### The request
Give the lines of the items as a numbered list, from the line containing "nose in the photo above." through the last line of the items, both ends included. Omit any blank lines.

### Information supplied
──────────────────────────────

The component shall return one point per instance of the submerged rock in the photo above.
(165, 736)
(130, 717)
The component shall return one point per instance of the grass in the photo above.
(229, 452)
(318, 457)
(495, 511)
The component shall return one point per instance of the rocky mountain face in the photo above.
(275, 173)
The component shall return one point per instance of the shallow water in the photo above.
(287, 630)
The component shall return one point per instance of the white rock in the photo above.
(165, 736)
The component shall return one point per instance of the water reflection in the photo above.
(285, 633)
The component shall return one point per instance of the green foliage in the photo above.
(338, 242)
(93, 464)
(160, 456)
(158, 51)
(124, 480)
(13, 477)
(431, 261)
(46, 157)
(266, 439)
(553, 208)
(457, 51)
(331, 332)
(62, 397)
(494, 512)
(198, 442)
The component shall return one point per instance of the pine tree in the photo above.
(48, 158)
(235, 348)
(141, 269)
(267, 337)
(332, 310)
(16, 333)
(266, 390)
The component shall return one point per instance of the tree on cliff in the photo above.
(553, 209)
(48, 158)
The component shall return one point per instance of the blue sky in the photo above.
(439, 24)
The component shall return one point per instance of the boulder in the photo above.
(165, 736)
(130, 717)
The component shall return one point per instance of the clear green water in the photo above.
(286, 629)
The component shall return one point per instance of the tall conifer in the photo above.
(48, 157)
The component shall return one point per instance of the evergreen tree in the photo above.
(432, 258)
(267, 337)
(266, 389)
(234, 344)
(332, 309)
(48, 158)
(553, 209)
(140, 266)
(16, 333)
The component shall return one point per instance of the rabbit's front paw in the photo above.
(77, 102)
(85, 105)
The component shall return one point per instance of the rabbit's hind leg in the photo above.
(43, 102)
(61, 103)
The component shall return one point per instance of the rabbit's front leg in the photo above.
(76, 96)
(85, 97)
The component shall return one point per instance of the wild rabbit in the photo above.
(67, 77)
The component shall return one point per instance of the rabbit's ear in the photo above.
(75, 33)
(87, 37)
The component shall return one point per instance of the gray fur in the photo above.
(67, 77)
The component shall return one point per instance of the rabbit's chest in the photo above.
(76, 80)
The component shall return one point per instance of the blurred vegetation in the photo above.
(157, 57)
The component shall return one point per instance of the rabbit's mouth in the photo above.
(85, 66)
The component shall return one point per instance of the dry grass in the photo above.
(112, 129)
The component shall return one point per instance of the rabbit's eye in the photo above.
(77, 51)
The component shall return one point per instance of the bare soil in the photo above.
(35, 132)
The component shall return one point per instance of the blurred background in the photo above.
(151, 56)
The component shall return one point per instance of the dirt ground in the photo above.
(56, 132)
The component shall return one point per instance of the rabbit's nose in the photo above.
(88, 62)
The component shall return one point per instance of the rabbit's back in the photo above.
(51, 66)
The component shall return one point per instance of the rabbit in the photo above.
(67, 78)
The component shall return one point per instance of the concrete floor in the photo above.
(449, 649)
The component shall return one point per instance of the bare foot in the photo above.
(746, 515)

──────────────────────────────

### Exercise output
1. The component shall return one point per instance of the rabbit's nose in the photo above.
2. (88, 62)
3. The component shall return one point per instance of the rabbit's back in the photo above.
4. (51, 66)
5. The component shall return one point per instance of the rabbit in the photo above.
6. (67, 78)
7. The component shall return one point per instance of the concrete floor in the photo above.
8. (449, 649)
9. The component shall return one point per instance of the bare foot in the photo above.
10. (746, 515)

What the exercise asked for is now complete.